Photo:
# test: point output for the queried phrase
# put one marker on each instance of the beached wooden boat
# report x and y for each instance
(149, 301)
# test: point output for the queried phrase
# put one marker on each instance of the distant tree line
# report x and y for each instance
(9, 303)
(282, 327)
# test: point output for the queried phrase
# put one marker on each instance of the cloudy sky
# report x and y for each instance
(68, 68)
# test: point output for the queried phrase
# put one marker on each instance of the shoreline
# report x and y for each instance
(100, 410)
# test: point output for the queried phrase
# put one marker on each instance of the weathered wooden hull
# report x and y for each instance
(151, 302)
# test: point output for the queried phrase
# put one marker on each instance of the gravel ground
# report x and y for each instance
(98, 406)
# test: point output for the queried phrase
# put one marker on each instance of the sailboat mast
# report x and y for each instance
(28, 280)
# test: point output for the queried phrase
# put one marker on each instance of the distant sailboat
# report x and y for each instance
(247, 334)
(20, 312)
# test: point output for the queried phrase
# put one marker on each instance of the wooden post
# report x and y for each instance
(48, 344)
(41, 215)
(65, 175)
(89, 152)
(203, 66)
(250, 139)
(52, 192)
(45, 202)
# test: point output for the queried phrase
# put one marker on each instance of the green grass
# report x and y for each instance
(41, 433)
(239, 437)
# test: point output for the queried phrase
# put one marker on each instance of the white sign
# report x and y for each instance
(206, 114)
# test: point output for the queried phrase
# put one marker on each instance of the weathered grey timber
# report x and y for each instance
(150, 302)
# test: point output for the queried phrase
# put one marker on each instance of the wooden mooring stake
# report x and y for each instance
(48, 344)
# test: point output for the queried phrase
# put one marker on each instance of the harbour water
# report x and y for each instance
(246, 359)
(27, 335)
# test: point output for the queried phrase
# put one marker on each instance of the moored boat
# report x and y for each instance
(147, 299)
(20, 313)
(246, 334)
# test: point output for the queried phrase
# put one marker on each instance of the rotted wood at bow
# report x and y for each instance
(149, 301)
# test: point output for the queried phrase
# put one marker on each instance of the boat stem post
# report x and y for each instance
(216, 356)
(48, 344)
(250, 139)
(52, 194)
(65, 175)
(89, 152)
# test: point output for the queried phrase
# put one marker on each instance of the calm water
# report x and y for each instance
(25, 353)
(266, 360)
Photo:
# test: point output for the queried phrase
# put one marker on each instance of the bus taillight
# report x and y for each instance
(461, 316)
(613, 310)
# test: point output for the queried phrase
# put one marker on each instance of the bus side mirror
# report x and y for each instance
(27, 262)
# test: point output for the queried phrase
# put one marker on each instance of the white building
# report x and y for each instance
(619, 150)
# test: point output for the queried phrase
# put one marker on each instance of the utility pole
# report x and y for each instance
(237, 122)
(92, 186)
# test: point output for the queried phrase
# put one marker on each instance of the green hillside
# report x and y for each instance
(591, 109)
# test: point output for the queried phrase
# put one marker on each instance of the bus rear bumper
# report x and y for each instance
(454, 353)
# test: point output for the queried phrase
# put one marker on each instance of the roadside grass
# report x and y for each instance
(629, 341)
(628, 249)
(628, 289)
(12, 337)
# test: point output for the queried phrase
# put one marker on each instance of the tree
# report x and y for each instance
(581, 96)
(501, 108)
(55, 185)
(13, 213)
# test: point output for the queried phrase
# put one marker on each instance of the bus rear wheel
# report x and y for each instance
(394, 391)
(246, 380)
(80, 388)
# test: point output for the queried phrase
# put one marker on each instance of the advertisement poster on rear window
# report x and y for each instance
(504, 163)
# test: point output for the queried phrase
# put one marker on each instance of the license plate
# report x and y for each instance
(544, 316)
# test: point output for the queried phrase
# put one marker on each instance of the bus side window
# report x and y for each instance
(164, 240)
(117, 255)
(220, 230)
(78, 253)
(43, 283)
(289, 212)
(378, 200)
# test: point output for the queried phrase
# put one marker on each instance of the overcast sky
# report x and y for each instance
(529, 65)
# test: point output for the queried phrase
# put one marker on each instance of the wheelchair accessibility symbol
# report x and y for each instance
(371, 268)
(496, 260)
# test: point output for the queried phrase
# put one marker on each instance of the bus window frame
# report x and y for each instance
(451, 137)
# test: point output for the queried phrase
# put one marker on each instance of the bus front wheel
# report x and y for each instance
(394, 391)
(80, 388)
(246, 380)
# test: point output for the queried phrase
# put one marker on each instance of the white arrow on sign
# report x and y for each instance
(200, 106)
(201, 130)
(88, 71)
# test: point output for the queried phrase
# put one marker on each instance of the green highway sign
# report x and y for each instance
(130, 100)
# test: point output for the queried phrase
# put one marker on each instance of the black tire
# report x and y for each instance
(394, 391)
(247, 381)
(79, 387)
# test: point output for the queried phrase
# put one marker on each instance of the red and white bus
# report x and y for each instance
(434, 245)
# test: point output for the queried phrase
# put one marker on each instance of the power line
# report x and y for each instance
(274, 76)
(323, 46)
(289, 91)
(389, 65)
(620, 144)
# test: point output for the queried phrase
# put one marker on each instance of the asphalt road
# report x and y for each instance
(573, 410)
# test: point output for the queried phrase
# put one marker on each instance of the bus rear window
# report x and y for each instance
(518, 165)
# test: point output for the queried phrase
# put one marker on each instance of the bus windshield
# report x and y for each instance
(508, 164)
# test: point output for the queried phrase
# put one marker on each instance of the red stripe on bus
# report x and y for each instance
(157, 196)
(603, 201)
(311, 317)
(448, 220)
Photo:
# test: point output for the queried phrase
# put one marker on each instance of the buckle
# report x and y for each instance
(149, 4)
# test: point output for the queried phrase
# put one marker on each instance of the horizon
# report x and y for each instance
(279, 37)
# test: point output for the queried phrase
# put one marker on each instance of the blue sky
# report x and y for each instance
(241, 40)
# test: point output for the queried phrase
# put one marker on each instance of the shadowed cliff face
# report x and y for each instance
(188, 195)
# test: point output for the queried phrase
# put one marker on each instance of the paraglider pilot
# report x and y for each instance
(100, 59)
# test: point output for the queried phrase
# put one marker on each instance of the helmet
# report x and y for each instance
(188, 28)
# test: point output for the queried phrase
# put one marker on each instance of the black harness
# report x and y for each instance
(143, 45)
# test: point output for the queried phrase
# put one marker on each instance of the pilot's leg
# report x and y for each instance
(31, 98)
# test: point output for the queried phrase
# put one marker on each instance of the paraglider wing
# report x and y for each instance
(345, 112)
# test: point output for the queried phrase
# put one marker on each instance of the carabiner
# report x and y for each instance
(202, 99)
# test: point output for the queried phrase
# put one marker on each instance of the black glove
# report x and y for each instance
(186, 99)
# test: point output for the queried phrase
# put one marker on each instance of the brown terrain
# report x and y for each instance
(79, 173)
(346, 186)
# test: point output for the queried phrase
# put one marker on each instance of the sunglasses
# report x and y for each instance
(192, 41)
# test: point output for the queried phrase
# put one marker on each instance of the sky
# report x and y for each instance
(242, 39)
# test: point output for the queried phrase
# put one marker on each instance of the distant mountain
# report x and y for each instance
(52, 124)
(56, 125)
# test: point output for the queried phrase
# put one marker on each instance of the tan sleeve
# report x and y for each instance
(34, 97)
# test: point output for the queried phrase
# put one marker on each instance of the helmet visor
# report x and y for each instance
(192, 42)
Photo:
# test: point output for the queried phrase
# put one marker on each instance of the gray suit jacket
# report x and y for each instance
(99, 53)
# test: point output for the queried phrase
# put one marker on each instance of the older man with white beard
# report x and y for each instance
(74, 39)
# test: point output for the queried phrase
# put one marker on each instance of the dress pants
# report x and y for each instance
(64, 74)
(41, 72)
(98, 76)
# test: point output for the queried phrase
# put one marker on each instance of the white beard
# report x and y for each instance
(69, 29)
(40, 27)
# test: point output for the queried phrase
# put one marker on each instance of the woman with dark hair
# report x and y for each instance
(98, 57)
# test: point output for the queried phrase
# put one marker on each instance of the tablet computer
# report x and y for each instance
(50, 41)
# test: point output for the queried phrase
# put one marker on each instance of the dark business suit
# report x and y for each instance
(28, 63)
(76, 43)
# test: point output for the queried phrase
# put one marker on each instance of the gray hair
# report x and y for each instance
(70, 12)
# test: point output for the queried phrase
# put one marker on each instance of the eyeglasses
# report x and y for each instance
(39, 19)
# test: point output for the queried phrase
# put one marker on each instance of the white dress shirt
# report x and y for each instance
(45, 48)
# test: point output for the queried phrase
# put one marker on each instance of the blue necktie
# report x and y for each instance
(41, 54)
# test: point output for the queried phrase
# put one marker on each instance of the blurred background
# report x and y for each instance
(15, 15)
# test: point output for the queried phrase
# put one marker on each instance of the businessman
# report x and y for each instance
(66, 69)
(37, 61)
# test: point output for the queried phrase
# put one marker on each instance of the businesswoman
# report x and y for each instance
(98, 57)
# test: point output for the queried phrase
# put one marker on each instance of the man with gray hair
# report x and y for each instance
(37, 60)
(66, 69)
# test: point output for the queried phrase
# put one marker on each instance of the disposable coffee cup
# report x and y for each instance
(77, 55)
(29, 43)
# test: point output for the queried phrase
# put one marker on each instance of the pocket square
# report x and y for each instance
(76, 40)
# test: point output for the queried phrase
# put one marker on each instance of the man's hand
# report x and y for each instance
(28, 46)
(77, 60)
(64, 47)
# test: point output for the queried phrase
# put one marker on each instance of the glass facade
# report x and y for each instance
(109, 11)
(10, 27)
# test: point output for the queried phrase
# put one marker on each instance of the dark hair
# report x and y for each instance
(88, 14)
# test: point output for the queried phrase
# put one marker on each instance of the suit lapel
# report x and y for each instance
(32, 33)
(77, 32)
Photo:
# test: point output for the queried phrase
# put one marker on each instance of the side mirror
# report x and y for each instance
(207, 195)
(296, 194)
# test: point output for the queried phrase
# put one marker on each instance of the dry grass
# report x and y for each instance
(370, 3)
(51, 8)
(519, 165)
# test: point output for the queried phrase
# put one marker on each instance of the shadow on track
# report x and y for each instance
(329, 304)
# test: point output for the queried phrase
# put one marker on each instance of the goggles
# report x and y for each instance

──────────────────────────────

__Directions for this task__
Show every line of the data above that contains the word "pilot", treating uppercase and lowercase letters as different.

__Written response__
# put one marker on each instance of the paraglider pilot
# put one marker on each instance of the pilot's leg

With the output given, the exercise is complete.